SET OF TASKS:
**A.** Answer these questions from the statistics exam questions:
(i) How many people took part in the flu-vaccine study?
(ii) How many subjects per treatment does the ANOVA in question 5 have?
(iii) What familywise alpha does question 5 say to use?
**B.** Write out the passage of the statistics exam questions starting at "5. (12 points)" and ending at "familywise error rate.".
**C.** Add the next part of the statistics exam questions after their final sentence.

DOCUMENT EXCERPT:
%%

4. (8 points) In a study of intentions to get flu-vaccine shots in an area threatened by an epidemic, 90 people were classified into three groups of 30 according to the degree of risk of getting the flu. The experimenter brought each group one at a time into a room and verbally asked each member of the group about their likelihood of getting a flu shot, on a probability scale ranging from 0 to 1. Unavoidably, most participants heard the responses of nearby participants. An analyst wishes to test whether the mean intent scores are the same for the three risk groups. Consider each assumption for the ANOVA procedure and explain whether this assumption is likely to hold in the present situation. For any assumption that is unlikely to hold, suggest a remedy if one exists.

5. (12 points) Consider a 1-way between-subjects ANOVA with 6 treatment levels and 4 subjects per treatment. You have k pairwise comparisons to make amongst the treatment means. You have two choices to accomplish this:

Choice A: You can treat them as planned comparisons. You would conduct k two-tailed t-tests using the standard t-test formula (meaning that the pooled variance is in the denominator of the formula), and use the Bonferroni correction to control the familywise error rate.

Choice B: You can treat the comparisons as post hoc and use Tukey’s HSD procedure. In this case you would use 𝑑𝑓𝑆|𝐴 to determine critical values.

Find the maximum value of k for which the planned comparison approach is more powerful than the post hoc approach. Use a familywise alpha of 0.05.

6. (8 points) You design an experiment with 2 IVs and 1 DV and are deciding between 2-way between-subjects ANOVA and multiple regression for the eventual data analysis. Discuss the situations in which one analysis method is more appropriate than the other. You only need to consider the variants of the two approaches that were discussed in 507/508 (that is, standard multiple regression and the 2-way between-subjects ANOVA with both main effects and the interaction in the model).

%%

(Stored data entries)
%%

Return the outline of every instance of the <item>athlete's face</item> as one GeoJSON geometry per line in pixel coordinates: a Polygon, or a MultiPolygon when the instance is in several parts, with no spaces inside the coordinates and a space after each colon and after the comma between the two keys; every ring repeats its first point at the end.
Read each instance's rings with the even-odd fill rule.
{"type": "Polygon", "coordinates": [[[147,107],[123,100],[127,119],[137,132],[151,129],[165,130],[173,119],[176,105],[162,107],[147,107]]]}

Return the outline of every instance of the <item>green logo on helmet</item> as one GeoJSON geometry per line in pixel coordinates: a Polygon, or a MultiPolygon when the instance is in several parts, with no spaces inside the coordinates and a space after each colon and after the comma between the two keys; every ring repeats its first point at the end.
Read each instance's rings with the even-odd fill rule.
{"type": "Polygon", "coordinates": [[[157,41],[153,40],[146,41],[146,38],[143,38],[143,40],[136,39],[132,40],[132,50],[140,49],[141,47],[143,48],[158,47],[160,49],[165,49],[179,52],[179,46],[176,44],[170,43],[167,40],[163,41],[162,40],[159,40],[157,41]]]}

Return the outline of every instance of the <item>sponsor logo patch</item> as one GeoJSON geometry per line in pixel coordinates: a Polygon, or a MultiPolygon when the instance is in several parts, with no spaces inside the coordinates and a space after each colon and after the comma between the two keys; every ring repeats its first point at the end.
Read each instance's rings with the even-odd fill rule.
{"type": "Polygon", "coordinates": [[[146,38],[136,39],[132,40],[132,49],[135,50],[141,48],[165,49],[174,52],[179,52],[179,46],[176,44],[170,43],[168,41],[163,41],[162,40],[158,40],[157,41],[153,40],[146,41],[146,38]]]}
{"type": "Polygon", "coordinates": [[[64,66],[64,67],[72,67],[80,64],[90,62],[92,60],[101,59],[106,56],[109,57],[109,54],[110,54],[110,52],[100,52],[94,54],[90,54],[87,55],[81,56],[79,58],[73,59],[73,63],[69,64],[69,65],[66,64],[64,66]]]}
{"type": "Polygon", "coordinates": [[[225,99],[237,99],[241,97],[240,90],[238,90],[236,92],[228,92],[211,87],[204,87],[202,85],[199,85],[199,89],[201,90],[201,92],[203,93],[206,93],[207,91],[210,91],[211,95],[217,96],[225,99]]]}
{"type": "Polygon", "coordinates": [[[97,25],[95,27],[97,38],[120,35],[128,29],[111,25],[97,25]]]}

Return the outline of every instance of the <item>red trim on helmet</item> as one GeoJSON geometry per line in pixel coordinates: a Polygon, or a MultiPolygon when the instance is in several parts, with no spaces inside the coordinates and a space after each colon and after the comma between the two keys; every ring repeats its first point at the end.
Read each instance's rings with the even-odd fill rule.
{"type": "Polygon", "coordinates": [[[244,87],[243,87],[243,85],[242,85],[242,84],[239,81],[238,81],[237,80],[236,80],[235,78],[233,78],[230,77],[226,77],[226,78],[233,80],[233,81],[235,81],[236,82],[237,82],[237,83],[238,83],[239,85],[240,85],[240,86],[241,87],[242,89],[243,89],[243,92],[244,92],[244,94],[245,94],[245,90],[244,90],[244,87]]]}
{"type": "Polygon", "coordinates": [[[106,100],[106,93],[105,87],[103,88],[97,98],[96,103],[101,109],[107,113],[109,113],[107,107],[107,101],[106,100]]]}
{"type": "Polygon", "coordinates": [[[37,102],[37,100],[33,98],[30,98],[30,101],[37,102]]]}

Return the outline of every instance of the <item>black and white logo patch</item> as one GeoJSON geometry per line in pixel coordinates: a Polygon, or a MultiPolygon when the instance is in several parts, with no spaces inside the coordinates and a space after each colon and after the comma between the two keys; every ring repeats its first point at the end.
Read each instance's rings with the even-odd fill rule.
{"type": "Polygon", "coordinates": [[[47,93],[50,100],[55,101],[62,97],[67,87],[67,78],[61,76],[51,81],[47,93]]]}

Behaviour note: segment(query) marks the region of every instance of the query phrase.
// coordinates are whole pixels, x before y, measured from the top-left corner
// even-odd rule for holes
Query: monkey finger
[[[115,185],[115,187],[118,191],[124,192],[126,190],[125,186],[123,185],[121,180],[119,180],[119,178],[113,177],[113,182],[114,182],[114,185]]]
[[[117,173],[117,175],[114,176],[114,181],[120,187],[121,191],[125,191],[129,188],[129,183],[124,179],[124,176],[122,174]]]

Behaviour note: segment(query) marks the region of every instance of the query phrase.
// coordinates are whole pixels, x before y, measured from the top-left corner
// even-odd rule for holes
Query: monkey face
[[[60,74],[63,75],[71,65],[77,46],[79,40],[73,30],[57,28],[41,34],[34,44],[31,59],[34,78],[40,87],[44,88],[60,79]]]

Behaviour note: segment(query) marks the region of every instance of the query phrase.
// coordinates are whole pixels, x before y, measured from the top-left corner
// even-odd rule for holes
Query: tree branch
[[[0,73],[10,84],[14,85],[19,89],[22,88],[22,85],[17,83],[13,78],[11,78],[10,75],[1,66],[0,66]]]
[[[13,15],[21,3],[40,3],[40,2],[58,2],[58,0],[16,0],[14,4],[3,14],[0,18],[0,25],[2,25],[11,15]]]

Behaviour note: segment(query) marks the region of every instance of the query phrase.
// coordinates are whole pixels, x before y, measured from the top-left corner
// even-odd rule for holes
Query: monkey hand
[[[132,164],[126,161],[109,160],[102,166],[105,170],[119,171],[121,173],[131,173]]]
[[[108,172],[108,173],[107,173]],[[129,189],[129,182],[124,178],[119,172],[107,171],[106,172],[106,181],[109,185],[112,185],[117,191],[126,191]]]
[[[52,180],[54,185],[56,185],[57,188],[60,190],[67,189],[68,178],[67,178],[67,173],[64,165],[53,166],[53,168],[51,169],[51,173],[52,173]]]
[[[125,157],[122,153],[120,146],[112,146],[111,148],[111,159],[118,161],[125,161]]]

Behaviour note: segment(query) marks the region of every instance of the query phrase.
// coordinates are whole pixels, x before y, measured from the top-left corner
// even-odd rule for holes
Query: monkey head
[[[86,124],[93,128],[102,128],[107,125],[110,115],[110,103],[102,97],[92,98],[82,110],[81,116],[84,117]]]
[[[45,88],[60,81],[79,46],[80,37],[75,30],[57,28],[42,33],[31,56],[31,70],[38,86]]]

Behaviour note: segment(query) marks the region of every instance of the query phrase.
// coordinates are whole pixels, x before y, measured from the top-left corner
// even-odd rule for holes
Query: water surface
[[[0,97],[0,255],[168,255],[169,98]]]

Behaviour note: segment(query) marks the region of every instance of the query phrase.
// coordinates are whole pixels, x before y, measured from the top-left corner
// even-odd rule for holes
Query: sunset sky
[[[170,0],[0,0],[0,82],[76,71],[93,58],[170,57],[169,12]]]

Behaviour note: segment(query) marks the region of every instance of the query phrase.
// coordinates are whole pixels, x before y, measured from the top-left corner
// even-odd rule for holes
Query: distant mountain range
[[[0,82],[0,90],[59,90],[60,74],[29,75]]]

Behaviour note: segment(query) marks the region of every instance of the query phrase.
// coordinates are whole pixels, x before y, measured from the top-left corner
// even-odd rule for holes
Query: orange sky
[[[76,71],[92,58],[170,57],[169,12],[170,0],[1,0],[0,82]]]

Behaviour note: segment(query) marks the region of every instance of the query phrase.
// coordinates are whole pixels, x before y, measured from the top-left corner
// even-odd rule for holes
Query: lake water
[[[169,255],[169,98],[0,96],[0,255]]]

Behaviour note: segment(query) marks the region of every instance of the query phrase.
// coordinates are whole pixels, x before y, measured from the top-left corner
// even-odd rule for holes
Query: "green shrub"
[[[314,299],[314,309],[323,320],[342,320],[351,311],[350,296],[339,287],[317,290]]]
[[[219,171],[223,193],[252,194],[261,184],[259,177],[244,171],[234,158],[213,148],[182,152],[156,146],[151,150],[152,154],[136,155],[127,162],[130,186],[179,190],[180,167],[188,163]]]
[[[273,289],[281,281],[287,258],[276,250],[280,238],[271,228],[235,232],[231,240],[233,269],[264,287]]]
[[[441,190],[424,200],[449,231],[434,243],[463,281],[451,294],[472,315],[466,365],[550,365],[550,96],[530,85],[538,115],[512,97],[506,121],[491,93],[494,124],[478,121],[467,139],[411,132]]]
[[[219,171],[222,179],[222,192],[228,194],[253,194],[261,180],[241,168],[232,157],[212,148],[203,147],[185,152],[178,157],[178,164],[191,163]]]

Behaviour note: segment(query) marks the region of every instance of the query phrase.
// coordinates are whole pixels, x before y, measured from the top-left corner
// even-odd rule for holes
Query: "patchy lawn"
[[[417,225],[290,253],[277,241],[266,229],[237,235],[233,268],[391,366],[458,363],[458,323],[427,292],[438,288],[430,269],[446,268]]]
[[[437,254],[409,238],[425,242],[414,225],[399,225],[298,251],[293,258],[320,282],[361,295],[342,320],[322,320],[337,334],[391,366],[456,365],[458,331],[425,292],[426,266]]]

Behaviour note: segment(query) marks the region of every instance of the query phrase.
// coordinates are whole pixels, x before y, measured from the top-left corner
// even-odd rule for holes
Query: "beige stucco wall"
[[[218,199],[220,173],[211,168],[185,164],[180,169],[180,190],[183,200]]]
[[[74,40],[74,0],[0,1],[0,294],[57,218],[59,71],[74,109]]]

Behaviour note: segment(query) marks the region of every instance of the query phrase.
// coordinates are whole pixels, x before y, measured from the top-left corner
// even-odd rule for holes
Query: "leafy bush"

%%

TASK ANSWERS:
**A.**
(i) 90
(ii) 4
(iii) 0.05

**B.**
5. (12 points) Consider a 1-way between-subjects ANOVA with 6 treatment levels and 4 subjects per treatment. You have k pairwise comparisons to make amongst the treatment means. You have two choices to accomplish this:

Choice A: You can treat them as planned comparisons. You would conduct k two-tailed t-tests using the standard t-test formula (meaning that the pooled variance is in the denominator of the formula), and use the Bonferroni correction to control the familywise error rate.

**C.**
7. In the construction of a projective test, 40 pictures of two or more human figures were used. In each picture, the sex of at least one of the figures was only vaguely suggested. In a study of the influence of the introduction of extra cues into the pictures, the original images were photoshopped (altered) so that the vague figure looked slightly more female; in another set, each original was retouched to make the figure look slightly more male. A third set was made up of the original pictures as a control. The images were administered to a group of 18 male college students and an independent group of 18 female college students. Six members of each group saw the pictures with the female cues, six the pictures with the male cues, and six the original pictures. Each participant was scored according to the number of pictures in which the indistinct figure was interpreted as female. The data are included in the Excel file accompanying the HW (Problem8.xslx).

a. (8 points) Conduct the appropriate ANOVA using SAS. For your answer to this part please turn in your SAS code, the results file, and a written interpretation of the main effects and interaction. For the interpretation part of your answer, write as if you are presenting your statistics in the Results section of a journal article.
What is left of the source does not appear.